Condense the paragraph of the catalysis text that begins "Catalysis is a fundamental technology" into a short bulleted list that keeps its main facts.

= Source text =
⁂

Catalysis is a fundamental technology required to solve many of the most important challenges that society will face in this century. Examples include hydrogen production from water and sunlight, CO2 recycling into valuable products, and the clean production of chemicals. Catalysts accelerate these processes, reducing both the energy required and the waste generated. There is a very large amount of chemical compounds that can potentially catalyze chemical reactions of interest; however, only a few will be active, selective, and robust at the high levels required in industrial applications. The catLEGOS project will tackle the problem of finding optimal catalysts with a new approach combining quantum mechanics with artificial intelligence methods.

⁂

Stored data
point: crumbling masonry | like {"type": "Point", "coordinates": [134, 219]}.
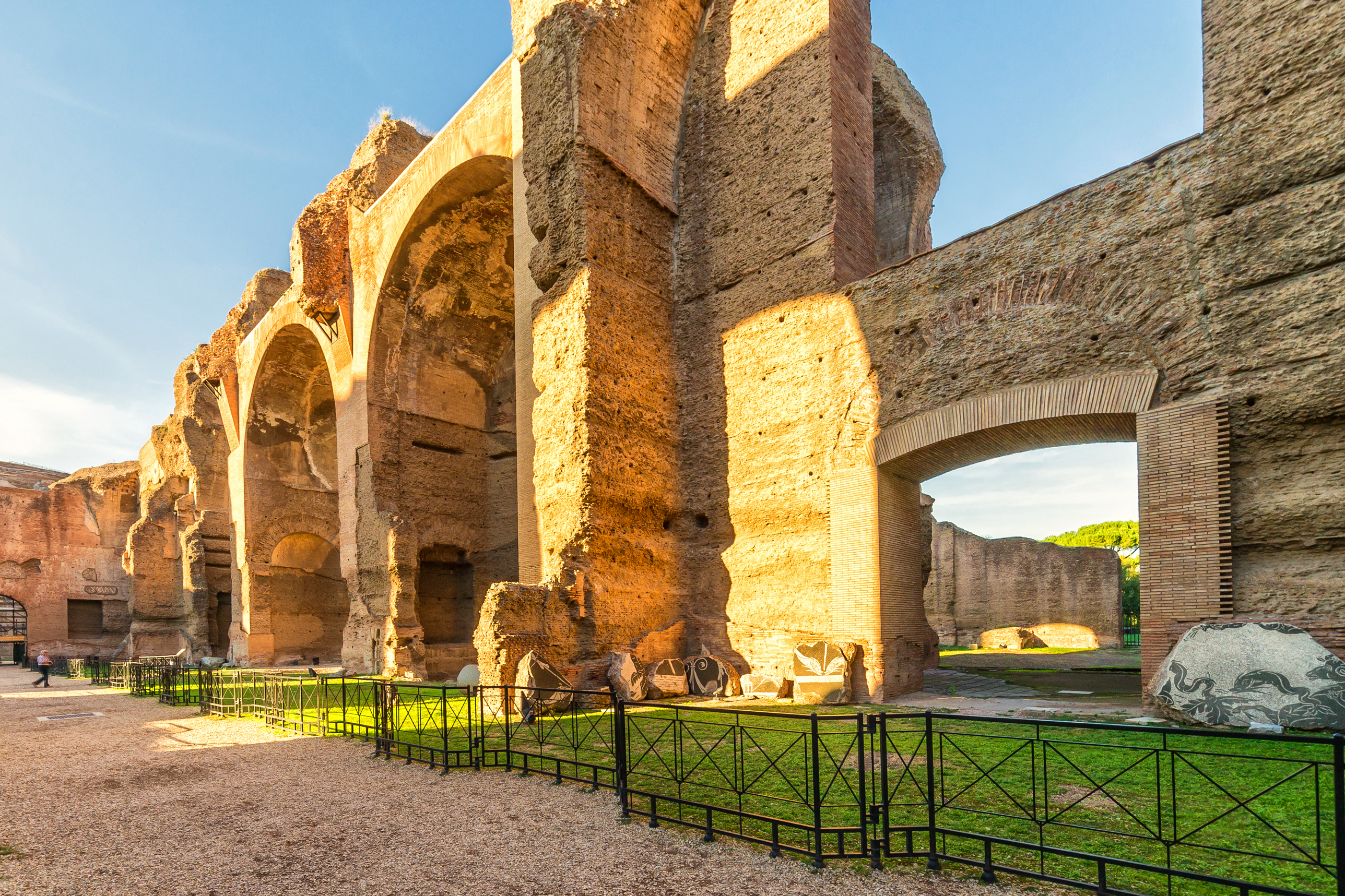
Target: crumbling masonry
{"type": "Point", "coordinates": [647, 349]}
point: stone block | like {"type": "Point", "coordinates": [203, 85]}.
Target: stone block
{"type": "Point", "coordinates": [821, 673]}
{"type": "Point", "coordinates": [1245, 673]}
{"type": "Point", "coordinates": [541, 688]}
{"type": "Point", "coordinates": [1010, 639]}
{"type": "Point", "coordinates": [666, 679]}
{"type": "Point", "coordinates": [766, 687]}
{"type": "Point", "coordinates": [1064, 635]}
{"type": "Point", "coordinates": [711, 676]}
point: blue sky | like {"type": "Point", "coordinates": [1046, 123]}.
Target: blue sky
{"type": "Point", "coordinates": [158, 155]}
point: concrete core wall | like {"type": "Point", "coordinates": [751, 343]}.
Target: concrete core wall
{"type": "Point", "coordinates": [724, 410]}
{"type": "Point", "coordinates": [978, 585]}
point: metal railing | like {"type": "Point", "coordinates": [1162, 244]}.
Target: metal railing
{"type": "Point", "coordinates": [1106, 808]}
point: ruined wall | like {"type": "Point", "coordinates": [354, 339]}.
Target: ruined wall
{"type": "Point", "coordinates": [600, 105]}
{"type": "Point", "coordinates": [442, 406]}
{"type": "Point", "coordinates": [1195, 262]}
{"type": "Point", "coordinates": [907, 164]}
{"type": "Point", "coordinates": [61, 558]}
{"type": "Point", "coordinates": [992, 583]}
{"type": "Point", "coordinates": [776, 210]}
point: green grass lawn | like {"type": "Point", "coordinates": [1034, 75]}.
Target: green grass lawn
{"type": "Point", "coordinates": [947, 651]}
{"type": "Point", "coordinates": [1165, 789]}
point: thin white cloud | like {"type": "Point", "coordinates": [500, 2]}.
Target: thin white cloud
{"type": "Point", "coordinates": [20, 74]}
{"type": "Point", "coordinates": [1040, 494]}
{"type": "Point", "coordinates": [65, 432]}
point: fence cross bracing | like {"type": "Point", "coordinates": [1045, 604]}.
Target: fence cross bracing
{"type": "Point", "coordinates": [1113, 809]}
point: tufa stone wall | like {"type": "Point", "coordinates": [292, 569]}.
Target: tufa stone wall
{"type": "Point", "coordinates": [61, 557]}
{"type": "Point", "coordinates": [689, 414]}
{"type": "Point", "coordinates": [994, 583]}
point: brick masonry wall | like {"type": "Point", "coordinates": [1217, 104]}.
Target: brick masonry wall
{"type": "Point", "coordinates": [1184, 522]}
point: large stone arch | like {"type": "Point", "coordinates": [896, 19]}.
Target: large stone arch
{"type": "Point", "coordinates": [14, 629]}
{"type": "Point", "coordinates": [875, 531]}
{"type": "Point", "coordinates": [288, 465]}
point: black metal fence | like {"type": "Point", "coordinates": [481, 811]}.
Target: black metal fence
{"type": "Point", "coordinates": [1105, 808]}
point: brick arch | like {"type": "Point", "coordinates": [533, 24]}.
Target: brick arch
{"type": "Point", "coordinates": [876, 593]}
{"type": "Point", "coordinates": [1049, 414]}
{"type": "Point", "coordinates": [260, 548]}
{"type": "Point", "coordinates": [468, 179]}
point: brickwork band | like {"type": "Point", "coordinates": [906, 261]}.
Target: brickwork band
{"type": "Point", "coordinates": [1184, 523]}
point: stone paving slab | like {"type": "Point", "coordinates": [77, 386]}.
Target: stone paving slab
{"type": "Point", "coordinates": [1108, 658]}
{"type": "Point", "coordinates": [969, 686]}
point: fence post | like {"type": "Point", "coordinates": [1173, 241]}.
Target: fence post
{"type": "Point", "coordinates": [509, 755]}
{"type": "Point", "coordinates": [443, 706]}
{"type": "Point", "coordinates": [1339, 769]}
{"type": "Point", "coordinates": [864, 759]}
{"type": "Point", "coordinates": [934, 852]}
{"type": "Point", "coordinates": [883, 782]}
{"type": "Point", "coordinates": [620, 758]}
{"type": "Point", "coordinates": [817, 798]}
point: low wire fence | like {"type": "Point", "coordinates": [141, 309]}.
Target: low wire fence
{"type": "Point", "coordinates": [1106, 808]}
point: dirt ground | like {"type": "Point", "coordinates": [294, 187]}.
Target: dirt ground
{"type": "Point", "coordinates": [154, 799]}
{"type": "Point", "coordinates": [1103, 658]}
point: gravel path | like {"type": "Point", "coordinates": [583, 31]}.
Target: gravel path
{"type": "Point", "coordinates": [154, 799]}
{"type": "Point", "coordinates": [1114, 658]}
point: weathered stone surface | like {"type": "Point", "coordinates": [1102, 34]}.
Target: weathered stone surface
{"type": "Point", "coordinates": [1243, 673]}
{"type": "Point", "coordinates": [1063, 635]}
{"type": "Point", "coordinates": [821, 673]}
{"type": "Point", "coordinates": [61, 543]}
{"type": "Point", "coordinates": [692, 426]}
{"type": "Point", "coordinates": [666, 679]}
{"type": "Point", "coordinates": [978, 585]}
{"type": "Point", "coordinates": [907, 164]}
{"type": "Point", "coordinates": [711, 676]}
{"type": "Point", "coordinates": [627, 676]}
{"type": "Point", "coordinates": [1010, 639]}
{"type": "Point", "coordinates": [766, 687]}
{"type": "Point", "coordinates": [541, 687]}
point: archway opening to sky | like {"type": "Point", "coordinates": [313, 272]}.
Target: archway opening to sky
{"type": "Point", "coordinates": [989, 513]}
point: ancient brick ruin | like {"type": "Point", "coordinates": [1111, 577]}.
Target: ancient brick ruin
{"type": "Point", "coordinates": [648, 350]}
{"type": "Point", "coordinates": [62, 541]}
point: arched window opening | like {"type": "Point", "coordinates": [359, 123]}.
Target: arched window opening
{"type": "Point", "coordinates": [14, 630]}
{"type": "Point", "coordinates": [447, 605]}
{"type": "Point", "coordinates": [309, 601]}
{"type": "Point", "coordinates": [298, 595]}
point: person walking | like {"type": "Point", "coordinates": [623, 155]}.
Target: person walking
{"type": "Point", "coordinates": [45, 668]}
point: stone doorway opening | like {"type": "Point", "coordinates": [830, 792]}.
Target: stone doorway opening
{"type": "Point", "coordinates": [447, 606]}
{"type": "Point", "coordinates": [295, 602]}
{"type": "Point", "coordinates": [877, 546]}
{"type": "Point", "coordinates": [14, 630]}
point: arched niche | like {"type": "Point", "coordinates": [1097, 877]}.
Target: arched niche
{"type": "Point", "coordinates": [291, 437]}
{"type": "Point", "coordinates": [295, 601]}
{"type": "Point", "coordinates": [442, 386]}
{"type": "Point", "coordinates": [307, 553]}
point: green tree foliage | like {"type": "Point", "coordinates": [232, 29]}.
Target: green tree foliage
{"type": "Point", "coordinates": [1121, 536]}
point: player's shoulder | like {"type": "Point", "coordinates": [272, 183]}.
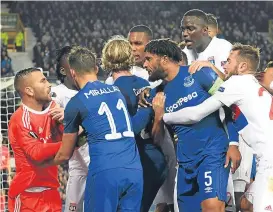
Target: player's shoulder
{"type": "Point", "coordinates": [139, 72]}
{"type": "Point", "coordinates": [221, 42]}
{"type": "Point", "coordinates": [17, 116]}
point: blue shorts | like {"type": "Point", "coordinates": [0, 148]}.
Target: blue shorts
{"type": "Point", "coordinates": [210, 181]}
{"type": "Point", "coordinates": [155, 171]}
{"type": "Point", "coordinates": [118, 189]}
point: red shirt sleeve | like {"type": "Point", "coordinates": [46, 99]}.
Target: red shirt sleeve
{"type": "Point", "coordinates": [35, 149]}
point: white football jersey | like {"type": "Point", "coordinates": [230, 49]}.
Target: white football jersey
{"type": "Point", "coordinates": [257, 106]}
{"type": "Point", "coordinates": [216, 52]}
{"type": "Point", "coordinates": [78, 163]}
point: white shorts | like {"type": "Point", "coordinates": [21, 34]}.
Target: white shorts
{"type": "Point", "coordinates": [165, 193]}
{"type": "Point", "coordinates": [260, 193]}
{"type": "Point", "coordinates": [75, 193]}
{"type": "Point", "coordinates": [244, 171]}
{"type": "Point", "coordinates": [230, 195]}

⁂

= Solution for this problem =
- Catalysis is key to major challenges of this century, such as producing hydrogen from water and sunlight, recycling CO2 into valuable products, and producing chemicals cleanly.
- Catalysts speed up these processes and cut both energy use and waste.
- Many compounds could catalyze reactions of interest, but few are active, selective and robust enough for industrial use.
- The catLEGOS project seeks optimal catalysts by combining quantum mechanics with artificial intelligence methods.